**Exercise data:**
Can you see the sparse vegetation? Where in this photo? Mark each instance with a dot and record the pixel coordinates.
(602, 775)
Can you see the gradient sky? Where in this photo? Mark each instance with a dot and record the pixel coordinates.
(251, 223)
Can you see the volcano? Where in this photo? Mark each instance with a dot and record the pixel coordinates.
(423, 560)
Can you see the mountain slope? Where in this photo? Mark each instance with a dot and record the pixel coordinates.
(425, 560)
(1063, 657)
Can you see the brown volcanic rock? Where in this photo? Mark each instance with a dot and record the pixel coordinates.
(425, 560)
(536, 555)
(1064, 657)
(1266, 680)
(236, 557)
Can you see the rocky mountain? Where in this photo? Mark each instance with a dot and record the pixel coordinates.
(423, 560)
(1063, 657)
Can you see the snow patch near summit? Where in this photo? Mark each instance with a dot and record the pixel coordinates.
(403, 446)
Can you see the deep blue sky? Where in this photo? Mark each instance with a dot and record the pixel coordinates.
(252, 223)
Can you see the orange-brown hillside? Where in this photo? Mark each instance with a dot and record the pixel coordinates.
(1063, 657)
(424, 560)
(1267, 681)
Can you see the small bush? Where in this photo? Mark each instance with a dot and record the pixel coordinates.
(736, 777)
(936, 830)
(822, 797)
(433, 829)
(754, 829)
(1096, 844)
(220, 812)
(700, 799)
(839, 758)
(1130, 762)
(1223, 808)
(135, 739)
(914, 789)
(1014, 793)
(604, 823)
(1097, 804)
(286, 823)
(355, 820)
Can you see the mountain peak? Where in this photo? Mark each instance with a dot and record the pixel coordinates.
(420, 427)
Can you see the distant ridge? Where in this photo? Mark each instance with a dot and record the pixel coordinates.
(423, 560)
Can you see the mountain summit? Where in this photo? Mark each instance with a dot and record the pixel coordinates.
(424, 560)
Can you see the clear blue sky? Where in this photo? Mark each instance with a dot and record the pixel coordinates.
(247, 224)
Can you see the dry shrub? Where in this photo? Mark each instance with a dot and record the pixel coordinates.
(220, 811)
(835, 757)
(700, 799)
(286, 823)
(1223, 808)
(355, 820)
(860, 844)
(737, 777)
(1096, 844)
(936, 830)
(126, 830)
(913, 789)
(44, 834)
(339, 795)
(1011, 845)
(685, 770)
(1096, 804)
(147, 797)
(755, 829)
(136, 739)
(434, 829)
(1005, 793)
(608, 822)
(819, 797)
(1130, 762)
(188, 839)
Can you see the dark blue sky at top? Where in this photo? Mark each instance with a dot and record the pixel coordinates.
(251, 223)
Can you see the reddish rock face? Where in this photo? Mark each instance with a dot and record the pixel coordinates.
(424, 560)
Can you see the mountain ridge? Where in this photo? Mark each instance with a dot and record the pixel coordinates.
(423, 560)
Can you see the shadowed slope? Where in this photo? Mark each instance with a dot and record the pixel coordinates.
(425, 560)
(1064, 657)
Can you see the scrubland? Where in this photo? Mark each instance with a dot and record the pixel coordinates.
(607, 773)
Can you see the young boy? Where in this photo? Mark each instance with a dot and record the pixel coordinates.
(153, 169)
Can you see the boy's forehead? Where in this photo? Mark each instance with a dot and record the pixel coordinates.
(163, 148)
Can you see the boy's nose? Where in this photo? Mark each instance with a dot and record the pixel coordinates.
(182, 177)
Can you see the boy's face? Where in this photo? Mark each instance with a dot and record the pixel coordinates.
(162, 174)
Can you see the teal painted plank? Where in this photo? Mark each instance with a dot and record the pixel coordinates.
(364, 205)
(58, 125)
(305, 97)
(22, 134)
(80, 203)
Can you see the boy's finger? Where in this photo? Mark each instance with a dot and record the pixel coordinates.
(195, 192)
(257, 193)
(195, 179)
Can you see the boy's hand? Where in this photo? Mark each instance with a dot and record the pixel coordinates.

**Work instruction:** After the last line, print all the entries once again, unchanged.

**Response area:**
Can you see the sparse vegetation? Where in this photo? Mark each instance with a dot and record the pixel coordinates.
(602, 775)
Can you see the gradient sky? Where in this photo? Mark each instance with a dot and record the pixel coordinates.
(251, 223)
Can you see the volcano? Where in this photo? Mark each instance with a dot and record the pixel coordinates.
(423, 560)
Can you see the mountain slope? Where in this photo? Mark each instance with a dot and record the pixel coordinates.
(425, 560)
(1063, 657)
Can you see the brown volcanic rock? Where in this photo? Mark each instance with a dot and record the pixel coordinates.
(425, 560)
(536, 555)
(1064, 657)
(1266, 680)
(236, 557)
Can you see the rocky mountain? Where in this photo? Mark each instance with a dot and record the pixel coordinates.
(423, 560)
(1063, 657)
Can you see the snow patch near summit? Where in this photo? Mark each instance with a dot and record the pixel coordinates.
(403, 446)
Can you see the deep blue sky? Where in this photo? Mark each instance with a dot and record the pixel coordinates.
(252, 223)
Can you see the orange-brown hillside? Where in this photo? Mark each instance with a dot and record the pixel coordinates.
(1063, 657)
(424, 560)
(1267, 681)
Can you see the small bush? Where in this photo? Mark each instance with a dot and record the pixel coordinates.
(736, 777)
(936, 830)
(822, 797)
(433, 829)
(754, 829)
(1096, 844)
(220, 812)
(700, 799)
(839, 758)
(1130, 762)
(1223, 808)
(135, 739)
(914, 789)
(1014, 793)
(604, 823)
(1097, 804)
(286, 823)
(355, 820)
Can you see the mountain peak? Where in this photo? Mark each instance with a dot and record the pixel coordinates.
(420, 427)
Can you see the distant ridge? Where in this photo? Mark each instance with a dot and record the pixel coordinates.
(423, 560)
Can you see the mountain summit? Where in this photo? Mark each instance with a dot and record the pixel coordinates.
(424, 560)
Can you see the clear blue sky? Where in this photo? Mark each instance with a dot and record the pixel coordinates.
(247, 224)
Can you see the dry shrub? Where in this photo? Mark each instance with a dot and record the pixel coordinates.
(220, 811)
(835, 757)
(700, 799)
(286, 823)
(1223, 808)
(355, 820)
(860, 844)
(737, 777)
(1096, 844)
(936, 830)
(126, 830)
(913, 789)
(44, 834)
(339, 795)
(1011, 845)
(685, 770)
(1096, 804)
(147, 797)
(755, 829)
(136, 739)
(434, 829)
(1005, 793)
(608, 822)
(819, 797)
(1130, 762)
(188, 839)
Can you see the dark blue sky at top? Where in this photo? Mark each instance with a dot and record the pixel coordinates.
(251, 223)
Can you see the reddish rock face? Where in this photo? Mark each instance with a dot and record the pixel coordinates.
(424, 560)
Can you see the mountain ridge? Where in this photo? Mark each instance with a dot and record the pixel coordinates.
(423, 560)
Can you see the shadowed slope? Where in this photo? Mark each instance with a dot and record the pixel coordinates.
(425, 560)
(1064, 657)
Can you see the scrubland? Where in this photo? Mark each instance with a dot and record the pixel coordinates.
(607, 773)
Can you see the young boy? Where in this photo? Mark each instance with a dot and record the pixel coordinates.
(153, 169)
Can you see the boy's forehead? Where in this photo? Mark each instance with a dot and record the pixel coordinates.
(163, 148)
Can you see the boy's nose? Where in this photo? Mark each instance with a dot and record the pixel coordinates.
(182, 177)
Can you see the boy's face? Where in this photo? Mark each instance with a dot and record the pixel coordinates.
(162, 174)
Can you see the teal painted plank? Where in this photo? Mark each instance with a dot and record the pixel coordinates.
(364, 205)
(58, 125)
(305, 97)
(22, 134)
(80, 203)
Can you see the boy's finger? Where in this photo? Mark each instance with a dot and record the pixel coordinates.
(195, 192)
(257, 193)
(195, 179)
Can you see the boy's hand? Where in this photo? Mark each instance with a dot and record the pixel coordinates.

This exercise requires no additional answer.